Excerpted text.
[Start of Attachment]
Background and objective: Immune thrombotic thrombocytopenic purpura (iTTP) is an antibody-mediated life-threatening disease, caused by severe deficiency a plasma metalloprotease ADAMTS13 that impairs the cleavage of ultra-large von Willebrand factor (VWF). This leads to catastrophic microvascular thrombosis and angiopathic hemolysis. Exploring the mechanism of antibodies that inhibit ADAMTS13 under physiologic conditions and standard assay conditions for diagnosis of iTTP (pH 6.0) may help better understand the pathophysiology of iTTP. Our previous study suggests that an inhibitory anti-ADAMTS13 antibody may affect catalytic turnover of the enzyme more than its apparent substrate binding affinity. Here, we describe a rigorous method to quantitatively determine thermodynamic linkage between antibody binding and substrate binding affinity under various conditions. We used well-characterized single chain fragments of the variable loop (scFv’s) identified from a phage display library derived from several iTTP patients, and compare the apparent Michaelis constant (KM,app,) and the maximal enzyme velocity (Vmax) of ADAMTS13-mediated VWF cleavage in conditions that more closely represent plasma and in standard conditions. We also describe the stimulatory effect of a newly characterized scFv that targets the C-terminus of ADAMTS13.

Methods: Single chain fragments of the variable region (scFv4-20, scFv3-3 and scFv4-41), isolated by phage display from a human anti-ADAMTS13 antibody library derived from iTTP patients, were expressed and purified. ADAMTS13 in normal human plasma was titrated with increasing concentrations of the fluorescently labeled surrogate substrate FRETS-VWF73 to derive Vmax and KM,app in the standard assay conditions (pH 6.0) and the conditions closer to physiologic pH (pH 7.0). The same parameters were derived in the presence of saturating concentrations of scFv’s. Reaction quotient (Q), which defines thermodynamic linkage between an allosteric effector and substrate, is derived from the ratio of KM,app when saturating scFv is present and KM,app without antibodies.

Results: The Vmax of VWF73 cleavage by ADAMTS13 was lower at pH 7.0 than at pH 6.0 (5.23 ± 0.15 ΔFU/sec vs 7.48 ± 0.42 ΔFU/sec, respectively), and KM,app at pH 6.0 (2.54 ± 0.26 µM) was higher than at pH 7.0 (1.48 ± 0.11 µM) in the absence of scFv. Saturating inhibitory scFv4-20 decreased Vmax at both pH 6.0 and pH 7.0 (4.45 ± 0.16 ΔFU/sec and 1.00 ± 0.14 ΔFU/sec, respectively); KM,app was relatively unaffected at pH 6.0 (2.70 ± 0.07 µM, Q 1.06) and decreased at pH 7.0 (1.08 ± 0.27 µM, Q 0.73). Saturating scFv3-3 and scFv4-41 increased Vmax at both pH 6.0 (9.86 ± 0.46 ΔFU/sec and 10.05 ± 0.67 ΔFU/sec, respectively) and 7.0 (9.09 ± 0.25 ΔFU/sec and 10.26 ± 0.34 ΔFU/sec, respectively); while in the presence of scFv3-3 and scFv4-41, KM,app decreased slightly at pH 6.0 (2.20 ± 0.08 µM, Q 0.87; and 2.36 ± 0.26 µM, Q 0.93, respectively) and more dramatically at pH 7.0 (1.08 ± 0.05 µM, Q 0.73; and 1.16 ± 0.07 µM, Q 0.78, respectively). (Figure 1).
[End of Attachment]
Data supplied.
[Start of Attachment]
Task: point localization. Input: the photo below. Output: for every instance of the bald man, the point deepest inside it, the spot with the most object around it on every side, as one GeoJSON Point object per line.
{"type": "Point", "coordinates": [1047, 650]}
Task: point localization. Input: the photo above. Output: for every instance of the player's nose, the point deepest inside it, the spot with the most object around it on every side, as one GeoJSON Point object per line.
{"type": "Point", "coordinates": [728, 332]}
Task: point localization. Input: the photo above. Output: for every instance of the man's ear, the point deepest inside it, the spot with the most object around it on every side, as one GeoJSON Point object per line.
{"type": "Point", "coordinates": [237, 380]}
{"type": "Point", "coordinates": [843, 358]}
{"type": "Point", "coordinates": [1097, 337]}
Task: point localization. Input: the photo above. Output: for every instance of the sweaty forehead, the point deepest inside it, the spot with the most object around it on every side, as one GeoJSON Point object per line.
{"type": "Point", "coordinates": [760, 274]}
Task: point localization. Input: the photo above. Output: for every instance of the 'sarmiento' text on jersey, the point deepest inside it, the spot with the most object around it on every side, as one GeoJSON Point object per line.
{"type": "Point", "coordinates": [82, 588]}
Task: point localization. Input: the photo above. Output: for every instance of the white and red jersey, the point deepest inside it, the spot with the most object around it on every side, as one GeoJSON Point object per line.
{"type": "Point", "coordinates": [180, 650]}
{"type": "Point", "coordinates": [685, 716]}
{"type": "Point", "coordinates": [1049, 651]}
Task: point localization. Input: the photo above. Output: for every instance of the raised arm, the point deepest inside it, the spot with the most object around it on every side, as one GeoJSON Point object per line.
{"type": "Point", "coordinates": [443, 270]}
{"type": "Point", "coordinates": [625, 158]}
[End of Attachment]
Study questions.
(1) Translate this sentence from the iTTP text into French: "This leads to catastrophic microvascular thrombosis and angiopathic hemolysis."
(2) Reproduce the passage of the iTTP text starting at "Methods: Single chain" and ending at "KM,app without antibodies.".

Answers by task.
(1) Cela entraîne une thrombose microvasculaire catastrophique et une hémolyse angiopathique.

(2)
Methods: Single chain fragments of the variable region (scFv4-20, scFv3-3 and scFv4-41), isolated by phage display from a human anti-ADAMTS13 antibody library derived from iTTP patients, were expressed and purified. ADAMTS13 in normal human plasma was titrated with increasing concentrations of the fluorescently labeled surrogate substrate FRETS-VWF73 to derive Vmax and KM,app in the standard assay conditions (pH 6.0) and the conditions closer to physiologic pH (pH 7.0). The same parameters were derived in the presence of saturating concentrations of scFv’s. Reaction quotient (Q), which defines thermodynamic linkage between an allosteric effector and substrate, is derived from the ratio of KM,app when saturating scFv is present and KM,app without antibodies.